— WHAT YOU NEED TO DO —
Set down the line that contains "Task: locate the couch, a" and every line after it to the end of the entries, exactly as they stand and nothing more.
# Start of DATA ROWS
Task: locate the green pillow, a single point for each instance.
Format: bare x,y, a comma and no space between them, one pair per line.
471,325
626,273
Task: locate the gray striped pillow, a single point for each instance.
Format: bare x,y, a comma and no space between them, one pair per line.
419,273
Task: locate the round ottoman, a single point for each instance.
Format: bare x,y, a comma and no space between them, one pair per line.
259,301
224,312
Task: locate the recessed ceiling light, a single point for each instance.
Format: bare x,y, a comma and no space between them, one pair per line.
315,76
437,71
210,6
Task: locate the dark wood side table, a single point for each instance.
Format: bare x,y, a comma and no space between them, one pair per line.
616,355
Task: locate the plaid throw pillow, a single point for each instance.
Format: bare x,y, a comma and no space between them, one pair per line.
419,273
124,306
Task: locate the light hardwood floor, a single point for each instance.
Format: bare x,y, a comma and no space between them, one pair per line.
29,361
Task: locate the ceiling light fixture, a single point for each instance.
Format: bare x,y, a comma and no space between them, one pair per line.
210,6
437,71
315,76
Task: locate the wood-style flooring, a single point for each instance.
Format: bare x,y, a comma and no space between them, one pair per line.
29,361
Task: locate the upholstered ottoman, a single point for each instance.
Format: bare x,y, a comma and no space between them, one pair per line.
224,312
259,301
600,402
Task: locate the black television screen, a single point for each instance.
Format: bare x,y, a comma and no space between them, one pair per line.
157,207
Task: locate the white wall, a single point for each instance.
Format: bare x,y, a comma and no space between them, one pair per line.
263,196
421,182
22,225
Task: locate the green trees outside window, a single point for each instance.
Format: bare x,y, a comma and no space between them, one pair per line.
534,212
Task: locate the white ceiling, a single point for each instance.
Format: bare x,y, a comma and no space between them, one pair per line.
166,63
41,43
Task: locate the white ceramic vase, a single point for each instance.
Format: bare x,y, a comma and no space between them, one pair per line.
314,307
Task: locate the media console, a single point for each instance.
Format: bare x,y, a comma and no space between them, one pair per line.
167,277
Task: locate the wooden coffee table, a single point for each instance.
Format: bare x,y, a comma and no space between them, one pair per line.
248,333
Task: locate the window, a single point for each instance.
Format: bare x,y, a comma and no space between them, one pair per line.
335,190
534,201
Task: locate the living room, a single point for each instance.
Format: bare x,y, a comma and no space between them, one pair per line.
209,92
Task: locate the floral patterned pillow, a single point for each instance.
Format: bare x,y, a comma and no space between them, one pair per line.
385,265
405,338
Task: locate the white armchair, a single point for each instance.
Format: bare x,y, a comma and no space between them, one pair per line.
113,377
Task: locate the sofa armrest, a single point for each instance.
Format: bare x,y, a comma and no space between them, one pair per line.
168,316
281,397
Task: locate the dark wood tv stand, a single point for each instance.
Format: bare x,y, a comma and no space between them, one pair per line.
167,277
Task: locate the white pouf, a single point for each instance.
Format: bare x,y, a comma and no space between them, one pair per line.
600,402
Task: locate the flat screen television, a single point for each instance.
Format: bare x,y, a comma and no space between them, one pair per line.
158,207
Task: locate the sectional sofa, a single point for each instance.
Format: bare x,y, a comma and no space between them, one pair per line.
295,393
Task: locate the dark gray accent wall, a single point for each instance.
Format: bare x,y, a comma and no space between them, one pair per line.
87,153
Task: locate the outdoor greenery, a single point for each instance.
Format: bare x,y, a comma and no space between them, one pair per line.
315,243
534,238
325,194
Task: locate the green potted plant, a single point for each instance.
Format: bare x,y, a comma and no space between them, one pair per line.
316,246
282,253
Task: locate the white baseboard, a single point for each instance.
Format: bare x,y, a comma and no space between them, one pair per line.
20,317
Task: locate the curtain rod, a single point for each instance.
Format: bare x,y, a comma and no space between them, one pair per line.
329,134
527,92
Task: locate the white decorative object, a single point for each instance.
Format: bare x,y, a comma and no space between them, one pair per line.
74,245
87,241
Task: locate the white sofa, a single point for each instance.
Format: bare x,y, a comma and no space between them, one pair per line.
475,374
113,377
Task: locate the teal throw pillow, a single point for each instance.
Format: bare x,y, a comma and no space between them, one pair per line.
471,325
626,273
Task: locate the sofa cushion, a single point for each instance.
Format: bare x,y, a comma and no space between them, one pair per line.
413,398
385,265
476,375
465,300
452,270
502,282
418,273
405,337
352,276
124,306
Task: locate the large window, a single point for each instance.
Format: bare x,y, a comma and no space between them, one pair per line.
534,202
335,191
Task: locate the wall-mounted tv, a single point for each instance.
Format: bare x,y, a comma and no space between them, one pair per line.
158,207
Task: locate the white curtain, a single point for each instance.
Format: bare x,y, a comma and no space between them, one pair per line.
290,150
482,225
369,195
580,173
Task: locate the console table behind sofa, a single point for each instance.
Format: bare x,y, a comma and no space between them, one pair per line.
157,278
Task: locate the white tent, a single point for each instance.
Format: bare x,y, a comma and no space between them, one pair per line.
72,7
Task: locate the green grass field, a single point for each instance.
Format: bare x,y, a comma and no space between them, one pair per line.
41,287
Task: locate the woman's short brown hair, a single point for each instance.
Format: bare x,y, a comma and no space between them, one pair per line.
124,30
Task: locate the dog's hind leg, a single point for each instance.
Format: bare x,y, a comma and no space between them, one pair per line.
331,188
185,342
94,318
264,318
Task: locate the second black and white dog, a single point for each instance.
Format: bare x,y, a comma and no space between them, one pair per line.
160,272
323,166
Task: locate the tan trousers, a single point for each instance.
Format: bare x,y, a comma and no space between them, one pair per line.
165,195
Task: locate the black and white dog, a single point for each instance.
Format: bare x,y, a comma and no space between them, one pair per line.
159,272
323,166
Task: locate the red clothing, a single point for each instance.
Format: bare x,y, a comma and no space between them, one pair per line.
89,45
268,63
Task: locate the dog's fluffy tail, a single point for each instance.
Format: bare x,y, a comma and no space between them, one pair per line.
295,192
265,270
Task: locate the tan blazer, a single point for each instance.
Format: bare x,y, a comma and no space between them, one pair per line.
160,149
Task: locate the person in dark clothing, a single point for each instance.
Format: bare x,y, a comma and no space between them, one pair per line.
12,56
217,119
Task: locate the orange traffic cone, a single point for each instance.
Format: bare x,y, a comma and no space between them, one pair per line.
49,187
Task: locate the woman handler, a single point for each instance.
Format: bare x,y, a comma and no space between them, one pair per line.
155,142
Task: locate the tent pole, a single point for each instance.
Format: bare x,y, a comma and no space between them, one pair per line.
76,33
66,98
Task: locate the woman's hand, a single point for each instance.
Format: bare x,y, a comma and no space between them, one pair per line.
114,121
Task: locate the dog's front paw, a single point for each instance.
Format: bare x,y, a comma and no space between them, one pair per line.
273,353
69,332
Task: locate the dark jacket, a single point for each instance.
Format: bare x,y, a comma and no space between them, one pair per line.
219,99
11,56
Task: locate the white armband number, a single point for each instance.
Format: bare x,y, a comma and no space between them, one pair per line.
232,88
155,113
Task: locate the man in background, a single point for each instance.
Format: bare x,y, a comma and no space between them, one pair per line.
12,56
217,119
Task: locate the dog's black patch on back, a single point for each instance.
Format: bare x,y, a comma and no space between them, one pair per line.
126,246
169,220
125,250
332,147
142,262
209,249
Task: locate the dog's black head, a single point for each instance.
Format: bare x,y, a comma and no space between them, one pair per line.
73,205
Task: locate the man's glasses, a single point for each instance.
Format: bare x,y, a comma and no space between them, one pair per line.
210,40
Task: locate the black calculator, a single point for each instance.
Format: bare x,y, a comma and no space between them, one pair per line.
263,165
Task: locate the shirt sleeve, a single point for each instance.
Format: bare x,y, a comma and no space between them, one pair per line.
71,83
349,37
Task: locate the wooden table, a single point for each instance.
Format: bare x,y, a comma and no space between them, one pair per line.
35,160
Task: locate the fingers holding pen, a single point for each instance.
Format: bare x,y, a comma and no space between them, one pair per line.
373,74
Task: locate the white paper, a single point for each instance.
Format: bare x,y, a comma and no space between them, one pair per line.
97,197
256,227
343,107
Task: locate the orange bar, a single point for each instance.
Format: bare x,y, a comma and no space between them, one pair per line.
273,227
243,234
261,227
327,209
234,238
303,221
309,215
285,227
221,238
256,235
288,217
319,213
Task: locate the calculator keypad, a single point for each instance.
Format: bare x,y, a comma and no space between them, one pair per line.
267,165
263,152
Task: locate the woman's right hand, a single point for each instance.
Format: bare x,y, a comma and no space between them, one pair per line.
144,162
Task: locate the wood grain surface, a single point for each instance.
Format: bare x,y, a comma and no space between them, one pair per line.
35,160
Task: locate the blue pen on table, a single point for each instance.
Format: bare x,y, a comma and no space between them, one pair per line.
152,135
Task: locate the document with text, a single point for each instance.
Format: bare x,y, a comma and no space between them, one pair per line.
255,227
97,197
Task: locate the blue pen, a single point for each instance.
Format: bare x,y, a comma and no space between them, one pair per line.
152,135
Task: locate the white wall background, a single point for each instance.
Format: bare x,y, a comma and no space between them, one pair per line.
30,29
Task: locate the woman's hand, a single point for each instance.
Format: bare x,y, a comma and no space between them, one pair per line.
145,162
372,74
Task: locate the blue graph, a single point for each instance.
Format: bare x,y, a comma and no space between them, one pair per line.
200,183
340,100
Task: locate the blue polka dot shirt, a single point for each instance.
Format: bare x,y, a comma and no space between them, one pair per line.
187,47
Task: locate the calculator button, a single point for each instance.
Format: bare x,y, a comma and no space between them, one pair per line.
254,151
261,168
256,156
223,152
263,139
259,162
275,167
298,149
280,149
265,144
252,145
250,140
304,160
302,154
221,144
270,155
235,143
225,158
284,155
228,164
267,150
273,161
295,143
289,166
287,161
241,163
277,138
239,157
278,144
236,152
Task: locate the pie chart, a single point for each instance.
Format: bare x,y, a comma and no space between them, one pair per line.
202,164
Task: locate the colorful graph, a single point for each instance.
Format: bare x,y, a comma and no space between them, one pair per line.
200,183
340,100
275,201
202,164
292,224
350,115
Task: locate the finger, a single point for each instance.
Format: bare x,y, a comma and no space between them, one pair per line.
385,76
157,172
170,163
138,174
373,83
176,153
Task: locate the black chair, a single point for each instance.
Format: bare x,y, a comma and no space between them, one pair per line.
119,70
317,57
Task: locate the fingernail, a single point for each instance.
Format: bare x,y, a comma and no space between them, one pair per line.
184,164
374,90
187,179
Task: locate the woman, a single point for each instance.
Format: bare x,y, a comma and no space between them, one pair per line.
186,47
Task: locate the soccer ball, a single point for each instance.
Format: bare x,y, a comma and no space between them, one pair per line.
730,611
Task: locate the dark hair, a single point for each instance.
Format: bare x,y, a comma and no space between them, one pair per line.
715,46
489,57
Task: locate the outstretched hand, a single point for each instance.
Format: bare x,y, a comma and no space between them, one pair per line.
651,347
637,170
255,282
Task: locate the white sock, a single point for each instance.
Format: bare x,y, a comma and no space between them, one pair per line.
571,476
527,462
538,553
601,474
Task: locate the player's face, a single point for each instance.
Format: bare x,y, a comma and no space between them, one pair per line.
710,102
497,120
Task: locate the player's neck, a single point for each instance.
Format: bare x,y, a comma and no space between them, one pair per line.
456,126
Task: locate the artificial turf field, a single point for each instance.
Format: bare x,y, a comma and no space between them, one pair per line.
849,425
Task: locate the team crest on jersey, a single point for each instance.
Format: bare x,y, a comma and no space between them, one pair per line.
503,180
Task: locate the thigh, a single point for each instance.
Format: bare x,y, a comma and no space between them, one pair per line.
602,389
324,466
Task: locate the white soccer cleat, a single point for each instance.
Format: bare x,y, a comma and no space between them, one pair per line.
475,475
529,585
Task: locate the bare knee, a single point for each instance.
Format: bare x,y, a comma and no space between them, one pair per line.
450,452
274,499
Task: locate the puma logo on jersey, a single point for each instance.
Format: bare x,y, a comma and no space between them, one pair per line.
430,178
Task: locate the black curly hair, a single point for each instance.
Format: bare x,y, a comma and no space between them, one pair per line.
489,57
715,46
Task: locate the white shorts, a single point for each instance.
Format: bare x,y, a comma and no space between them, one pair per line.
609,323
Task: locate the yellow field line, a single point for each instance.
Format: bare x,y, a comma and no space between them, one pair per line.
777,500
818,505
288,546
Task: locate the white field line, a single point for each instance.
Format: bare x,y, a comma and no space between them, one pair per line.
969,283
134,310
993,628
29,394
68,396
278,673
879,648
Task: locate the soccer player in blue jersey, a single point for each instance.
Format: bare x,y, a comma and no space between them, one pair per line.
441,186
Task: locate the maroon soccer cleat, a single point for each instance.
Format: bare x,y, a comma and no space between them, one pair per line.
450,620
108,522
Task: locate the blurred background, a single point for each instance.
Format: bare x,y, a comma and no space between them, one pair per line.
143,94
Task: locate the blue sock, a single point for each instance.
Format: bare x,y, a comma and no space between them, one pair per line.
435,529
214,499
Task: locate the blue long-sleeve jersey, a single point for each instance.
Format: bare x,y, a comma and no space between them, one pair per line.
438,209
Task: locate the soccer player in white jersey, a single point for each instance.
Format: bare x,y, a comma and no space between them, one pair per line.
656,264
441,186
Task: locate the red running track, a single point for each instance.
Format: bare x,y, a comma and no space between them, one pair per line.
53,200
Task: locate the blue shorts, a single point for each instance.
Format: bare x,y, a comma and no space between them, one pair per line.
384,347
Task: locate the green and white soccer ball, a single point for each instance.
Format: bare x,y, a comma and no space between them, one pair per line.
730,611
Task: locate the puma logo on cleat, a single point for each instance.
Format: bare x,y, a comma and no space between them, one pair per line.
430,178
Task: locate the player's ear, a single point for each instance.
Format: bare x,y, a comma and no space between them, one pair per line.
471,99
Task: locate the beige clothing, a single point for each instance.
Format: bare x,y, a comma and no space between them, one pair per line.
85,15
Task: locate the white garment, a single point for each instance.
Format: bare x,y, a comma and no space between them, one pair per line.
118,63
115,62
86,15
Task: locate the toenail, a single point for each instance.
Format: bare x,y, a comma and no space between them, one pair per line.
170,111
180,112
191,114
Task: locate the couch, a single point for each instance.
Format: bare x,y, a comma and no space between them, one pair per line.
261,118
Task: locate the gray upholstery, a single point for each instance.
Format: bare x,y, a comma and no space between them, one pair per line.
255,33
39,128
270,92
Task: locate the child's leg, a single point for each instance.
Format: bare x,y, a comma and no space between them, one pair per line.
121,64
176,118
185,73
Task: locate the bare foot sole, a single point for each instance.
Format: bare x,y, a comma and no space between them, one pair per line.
# End of DATA ROWS
— THE ANSWER —
Task: locate the couch, a single point for each instance.
Format: bare x,y, a comma and no space between them, one pair per line.
261,118
Task: locate the gray upholstery, a single point for each instance.
Format: bare x,y, a comma and no space between them, one pair per line.
255,33
39,128
270,92
Task: locate the child's leg, a single point for each instance.
Format: bare x,y, a comma and no space between them, one pair per line.
121,64
176,118
185,73
Task: locate the bare foot sole, a single point for each instance.
Format: bare x,y, a comma and no space between them, one pair per line.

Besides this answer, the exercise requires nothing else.